> _Written exercise 1_: According to the text on DDP and EMA, what does DDP prepend to variable names?

This is covered elsewhere, but DDP will prepend module. to your variable names. This means that if my EMA state is created and saved using the DDP model it will not reload correctly when switching to non-DDP training. However, if I use the unwrapped model for loading (with sync), saving, and EMA setup, then DDP for the forward-backward pass then everything seems to work. This is against the advise in tutorials, although it’s not suggested this is explicitly wrong.

As far as I can see, so long as the DDP wrapped model is used for the forward-backward passes, the unwrapped model will have the same weights across all ranks at start and after weight updates. I’ve check this using…

def assert_equal(tensor) -> None:
    with torch.no_grad():
        gather_list = [torch.zeros_like(tensor) for _ in range(dist.get_world_size())]
        dist.gather(tensor, gather_list if dist.get_rank() == 0 else None, dst=0)

> _Information given_:
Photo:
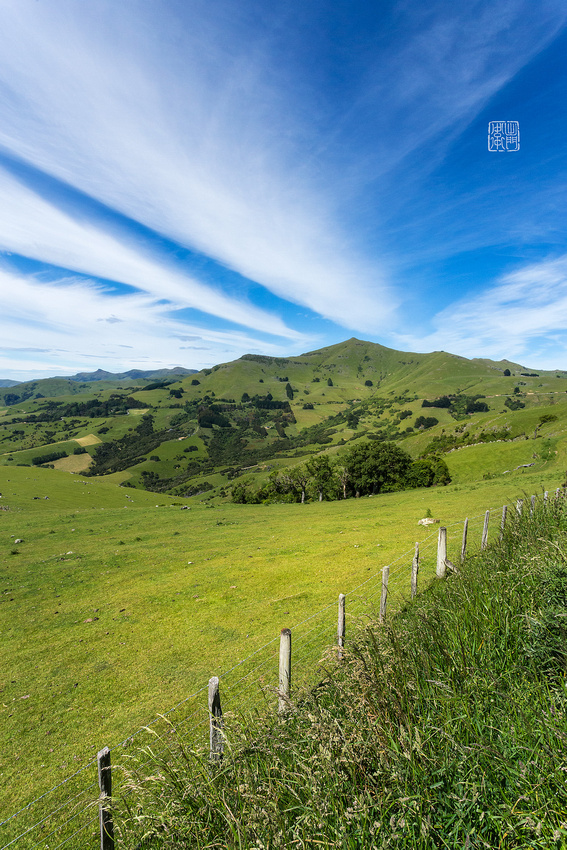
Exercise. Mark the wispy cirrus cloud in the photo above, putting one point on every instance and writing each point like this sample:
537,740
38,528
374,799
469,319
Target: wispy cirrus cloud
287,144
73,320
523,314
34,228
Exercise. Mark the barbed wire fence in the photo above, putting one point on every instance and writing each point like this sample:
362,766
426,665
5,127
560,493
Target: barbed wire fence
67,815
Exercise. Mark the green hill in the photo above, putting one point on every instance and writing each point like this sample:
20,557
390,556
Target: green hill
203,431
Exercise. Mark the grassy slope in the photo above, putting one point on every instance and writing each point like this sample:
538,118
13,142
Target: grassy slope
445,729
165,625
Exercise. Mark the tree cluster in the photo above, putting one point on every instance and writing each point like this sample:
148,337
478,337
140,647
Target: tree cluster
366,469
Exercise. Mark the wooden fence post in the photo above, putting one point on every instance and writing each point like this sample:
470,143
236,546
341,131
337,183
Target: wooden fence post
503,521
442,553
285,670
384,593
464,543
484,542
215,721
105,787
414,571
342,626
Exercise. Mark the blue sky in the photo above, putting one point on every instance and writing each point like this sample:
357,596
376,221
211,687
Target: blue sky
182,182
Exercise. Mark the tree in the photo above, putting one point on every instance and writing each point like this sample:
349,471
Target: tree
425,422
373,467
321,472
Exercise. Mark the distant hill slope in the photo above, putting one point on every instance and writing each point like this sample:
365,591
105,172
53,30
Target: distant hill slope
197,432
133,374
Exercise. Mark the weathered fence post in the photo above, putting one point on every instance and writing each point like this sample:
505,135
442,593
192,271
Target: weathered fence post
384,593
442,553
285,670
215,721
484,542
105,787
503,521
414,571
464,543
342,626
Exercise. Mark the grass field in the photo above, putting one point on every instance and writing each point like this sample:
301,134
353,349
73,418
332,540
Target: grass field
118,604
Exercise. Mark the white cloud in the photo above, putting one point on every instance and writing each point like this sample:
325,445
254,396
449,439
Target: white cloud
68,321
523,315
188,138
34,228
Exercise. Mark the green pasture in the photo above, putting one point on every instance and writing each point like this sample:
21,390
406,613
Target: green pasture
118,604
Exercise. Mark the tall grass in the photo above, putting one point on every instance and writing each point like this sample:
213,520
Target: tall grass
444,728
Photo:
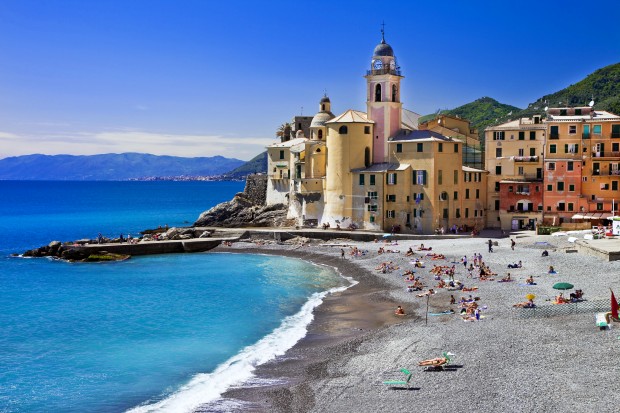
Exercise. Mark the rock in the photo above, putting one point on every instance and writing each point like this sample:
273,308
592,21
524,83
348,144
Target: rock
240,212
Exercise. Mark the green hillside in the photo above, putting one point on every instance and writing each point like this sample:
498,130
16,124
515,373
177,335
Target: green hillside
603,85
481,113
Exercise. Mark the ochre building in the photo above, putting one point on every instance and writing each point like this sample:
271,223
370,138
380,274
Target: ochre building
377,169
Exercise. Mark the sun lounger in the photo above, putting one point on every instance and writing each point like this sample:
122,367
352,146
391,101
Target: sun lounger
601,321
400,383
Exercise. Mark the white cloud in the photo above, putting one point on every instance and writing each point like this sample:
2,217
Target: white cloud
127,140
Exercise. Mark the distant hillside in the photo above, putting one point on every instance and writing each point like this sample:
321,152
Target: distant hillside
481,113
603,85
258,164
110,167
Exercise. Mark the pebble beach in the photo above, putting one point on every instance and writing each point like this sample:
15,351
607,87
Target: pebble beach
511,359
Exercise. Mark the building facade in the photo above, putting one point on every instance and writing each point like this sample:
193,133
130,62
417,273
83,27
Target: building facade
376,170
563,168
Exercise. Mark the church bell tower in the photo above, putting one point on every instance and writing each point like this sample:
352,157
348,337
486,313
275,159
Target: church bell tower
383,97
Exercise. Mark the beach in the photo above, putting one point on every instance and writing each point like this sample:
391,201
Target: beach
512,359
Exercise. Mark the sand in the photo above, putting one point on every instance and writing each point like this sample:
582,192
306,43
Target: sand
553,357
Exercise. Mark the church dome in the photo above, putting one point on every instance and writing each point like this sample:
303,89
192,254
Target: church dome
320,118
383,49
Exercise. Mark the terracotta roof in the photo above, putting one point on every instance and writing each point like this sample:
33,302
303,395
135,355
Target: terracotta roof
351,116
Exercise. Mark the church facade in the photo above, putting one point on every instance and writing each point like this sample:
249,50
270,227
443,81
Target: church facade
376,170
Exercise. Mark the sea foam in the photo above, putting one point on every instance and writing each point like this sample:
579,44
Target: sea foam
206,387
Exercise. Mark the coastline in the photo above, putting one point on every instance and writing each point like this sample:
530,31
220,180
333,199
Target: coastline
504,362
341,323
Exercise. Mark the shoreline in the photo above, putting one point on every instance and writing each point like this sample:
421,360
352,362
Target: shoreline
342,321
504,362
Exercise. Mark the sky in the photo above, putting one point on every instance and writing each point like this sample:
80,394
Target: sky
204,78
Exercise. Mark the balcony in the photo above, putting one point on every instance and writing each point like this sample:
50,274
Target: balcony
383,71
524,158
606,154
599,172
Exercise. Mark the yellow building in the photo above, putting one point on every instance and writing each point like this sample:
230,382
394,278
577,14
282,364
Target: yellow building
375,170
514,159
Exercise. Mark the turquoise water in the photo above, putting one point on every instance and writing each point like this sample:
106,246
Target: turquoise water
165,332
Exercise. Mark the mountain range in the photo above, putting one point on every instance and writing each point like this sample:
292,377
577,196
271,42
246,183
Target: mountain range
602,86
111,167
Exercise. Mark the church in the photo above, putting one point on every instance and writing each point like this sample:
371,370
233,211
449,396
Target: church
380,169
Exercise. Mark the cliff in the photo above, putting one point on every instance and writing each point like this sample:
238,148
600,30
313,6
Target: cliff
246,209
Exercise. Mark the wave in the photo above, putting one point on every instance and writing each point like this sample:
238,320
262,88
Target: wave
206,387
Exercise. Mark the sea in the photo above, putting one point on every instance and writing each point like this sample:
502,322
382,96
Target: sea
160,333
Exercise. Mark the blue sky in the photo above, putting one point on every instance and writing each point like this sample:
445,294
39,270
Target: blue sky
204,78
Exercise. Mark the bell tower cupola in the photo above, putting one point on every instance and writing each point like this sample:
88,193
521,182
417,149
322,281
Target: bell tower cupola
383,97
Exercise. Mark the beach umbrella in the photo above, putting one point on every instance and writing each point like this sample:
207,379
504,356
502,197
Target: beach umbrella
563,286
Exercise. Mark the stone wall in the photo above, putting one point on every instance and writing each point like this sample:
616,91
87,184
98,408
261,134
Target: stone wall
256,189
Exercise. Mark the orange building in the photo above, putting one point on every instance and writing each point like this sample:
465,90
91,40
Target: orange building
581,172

> _Written exercise 2_: Turn the entry lines from the one containing "Exercise. Mark the orange" through the end of the entries into a Markdown table with the columns Row and Line, numbering each row and leaving out blank lines.

> _Exercise response 1_: DDP prepends "module." to variable names.

> _Exercise response 2_:
| Row | Line |
|---|---|
| 1 | Exercise. Mark the orange building in the photo above, putting one point on every instance and writing each point like this sample: |
| 2 | 465,90 |
| 3 | 91,40 |
| 4 | Target: orange building |
| 5 | 581,172 |